STATED TASK
Starting at the line containing "Please place a point on every instance of the fish head" and ending at the final line, write out all of those lines again in full, and shift every answer coordinate by -32.

RECORDS FOR THIS EXERCISE
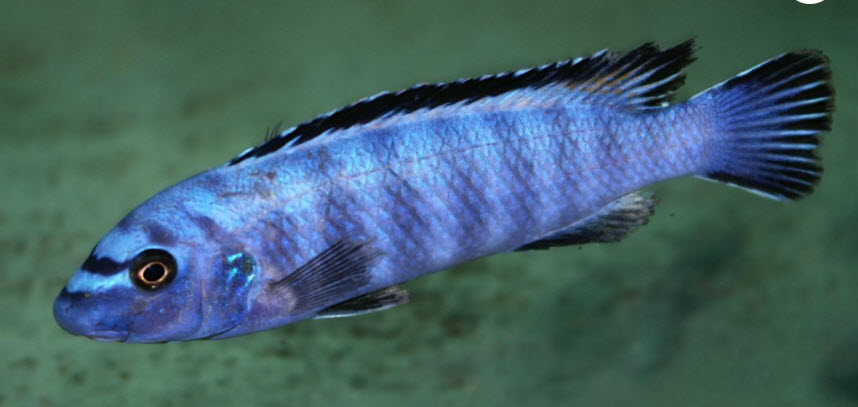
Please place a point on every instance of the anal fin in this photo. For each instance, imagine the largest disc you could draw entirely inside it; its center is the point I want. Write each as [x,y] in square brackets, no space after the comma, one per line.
[612,223]
[373,302]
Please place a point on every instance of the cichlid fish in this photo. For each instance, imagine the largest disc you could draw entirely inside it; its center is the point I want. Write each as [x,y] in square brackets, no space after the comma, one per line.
[326,218]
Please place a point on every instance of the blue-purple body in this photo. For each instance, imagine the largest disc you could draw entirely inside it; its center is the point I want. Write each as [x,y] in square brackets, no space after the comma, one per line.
[423,188]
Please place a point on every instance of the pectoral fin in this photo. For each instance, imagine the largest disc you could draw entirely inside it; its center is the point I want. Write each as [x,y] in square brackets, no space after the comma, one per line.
[331,275]
[610,224]
[375,301]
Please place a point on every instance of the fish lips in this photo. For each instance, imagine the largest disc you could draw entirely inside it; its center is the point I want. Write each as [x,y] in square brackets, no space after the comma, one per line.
[76,322]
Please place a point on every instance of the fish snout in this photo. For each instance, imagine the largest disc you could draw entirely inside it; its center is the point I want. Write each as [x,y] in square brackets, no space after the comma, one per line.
[76,315]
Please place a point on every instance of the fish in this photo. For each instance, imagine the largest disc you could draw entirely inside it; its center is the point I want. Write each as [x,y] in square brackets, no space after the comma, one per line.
[328,218]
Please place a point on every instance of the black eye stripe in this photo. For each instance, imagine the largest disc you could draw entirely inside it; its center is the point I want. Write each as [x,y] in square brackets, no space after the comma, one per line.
[103,265]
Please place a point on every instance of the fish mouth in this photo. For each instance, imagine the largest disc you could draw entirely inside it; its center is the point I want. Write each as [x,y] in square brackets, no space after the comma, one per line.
[108,336]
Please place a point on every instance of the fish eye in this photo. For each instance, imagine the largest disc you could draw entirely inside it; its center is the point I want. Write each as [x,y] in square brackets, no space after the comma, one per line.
[153,269]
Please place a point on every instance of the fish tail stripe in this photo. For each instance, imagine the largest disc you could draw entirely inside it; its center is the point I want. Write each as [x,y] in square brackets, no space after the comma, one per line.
[769,121]
[644,78]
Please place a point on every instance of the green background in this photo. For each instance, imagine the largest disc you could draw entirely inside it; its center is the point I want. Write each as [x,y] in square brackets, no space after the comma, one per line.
[723,299]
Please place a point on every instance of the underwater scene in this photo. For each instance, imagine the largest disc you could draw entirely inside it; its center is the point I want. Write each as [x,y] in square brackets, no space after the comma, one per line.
[689,293]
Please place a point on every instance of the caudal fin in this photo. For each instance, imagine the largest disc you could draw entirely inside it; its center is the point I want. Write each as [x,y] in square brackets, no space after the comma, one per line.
[769,119]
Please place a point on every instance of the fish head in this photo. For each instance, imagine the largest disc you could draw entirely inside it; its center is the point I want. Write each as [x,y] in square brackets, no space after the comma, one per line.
[162,274]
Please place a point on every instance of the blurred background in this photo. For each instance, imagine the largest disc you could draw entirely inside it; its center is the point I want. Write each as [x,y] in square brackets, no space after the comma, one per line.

FULL RESPONSE
Please place a point on every instance of the fish head in this photo. For each instance, imagine the largest disc you could draw entirely inside it; its center is the point I want. Write each as [x,y] in square brackets, no space after the comma, one per line.
[130,242]
Please place a point on every instance of the blurred background in this photo. For each instance, imagine the largest disc you could draw entirely inside it; its center is the point I want. Write each as [x,y] in square brackets, no space after the comma, one per line.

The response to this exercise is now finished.